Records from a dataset

[BEGIN]

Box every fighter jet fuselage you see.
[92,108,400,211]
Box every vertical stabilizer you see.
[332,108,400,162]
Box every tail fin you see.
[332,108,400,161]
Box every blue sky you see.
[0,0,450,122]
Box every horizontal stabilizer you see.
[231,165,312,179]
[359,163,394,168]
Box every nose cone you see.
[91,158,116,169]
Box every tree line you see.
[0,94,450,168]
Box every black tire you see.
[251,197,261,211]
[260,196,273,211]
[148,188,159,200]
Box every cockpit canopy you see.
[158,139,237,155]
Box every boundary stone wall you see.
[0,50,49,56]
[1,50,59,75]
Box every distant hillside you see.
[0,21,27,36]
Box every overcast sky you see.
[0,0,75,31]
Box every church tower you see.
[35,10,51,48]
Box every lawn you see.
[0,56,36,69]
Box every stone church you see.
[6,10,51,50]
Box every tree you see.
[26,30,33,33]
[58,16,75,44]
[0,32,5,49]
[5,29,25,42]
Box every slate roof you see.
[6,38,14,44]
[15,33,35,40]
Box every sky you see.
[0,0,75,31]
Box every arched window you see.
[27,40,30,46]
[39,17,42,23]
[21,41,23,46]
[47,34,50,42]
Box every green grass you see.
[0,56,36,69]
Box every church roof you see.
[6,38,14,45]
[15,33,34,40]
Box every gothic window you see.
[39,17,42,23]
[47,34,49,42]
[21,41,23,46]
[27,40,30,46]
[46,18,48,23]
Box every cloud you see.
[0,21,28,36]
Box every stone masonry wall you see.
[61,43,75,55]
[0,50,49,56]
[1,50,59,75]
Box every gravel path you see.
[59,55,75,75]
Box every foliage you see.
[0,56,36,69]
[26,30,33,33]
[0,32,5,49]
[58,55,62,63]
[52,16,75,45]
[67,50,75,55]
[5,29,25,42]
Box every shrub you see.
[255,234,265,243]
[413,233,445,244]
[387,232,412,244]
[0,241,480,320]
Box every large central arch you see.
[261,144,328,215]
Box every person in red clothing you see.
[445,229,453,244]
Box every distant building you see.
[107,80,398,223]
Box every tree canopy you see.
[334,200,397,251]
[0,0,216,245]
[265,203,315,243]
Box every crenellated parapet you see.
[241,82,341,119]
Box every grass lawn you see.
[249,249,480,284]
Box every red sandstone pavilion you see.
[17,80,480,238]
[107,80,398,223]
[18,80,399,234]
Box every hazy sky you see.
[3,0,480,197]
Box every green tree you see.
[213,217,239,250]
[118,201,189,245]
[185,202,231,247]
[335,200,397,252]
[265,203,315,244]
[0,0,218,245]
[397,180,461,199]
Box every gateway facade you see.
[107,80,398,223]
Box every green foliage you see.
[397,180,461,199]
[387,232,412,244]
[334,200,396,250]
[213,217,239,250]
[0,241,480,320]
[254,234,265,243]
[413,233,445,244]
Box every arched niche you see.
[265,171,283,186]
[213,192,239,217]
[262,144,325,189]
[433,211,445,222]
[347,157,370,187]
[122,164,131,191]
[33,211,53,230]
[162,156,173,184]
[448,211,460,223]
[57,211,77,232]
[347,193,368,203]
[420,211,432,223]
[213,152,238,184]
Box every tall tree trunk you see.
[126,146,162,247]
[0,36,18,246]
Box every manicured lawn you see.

[END]

→ Required task
Report every line in the rows above that contains the word "foliage".

→ Response to the task
Box every foliage you see.
Box every green foliage you see.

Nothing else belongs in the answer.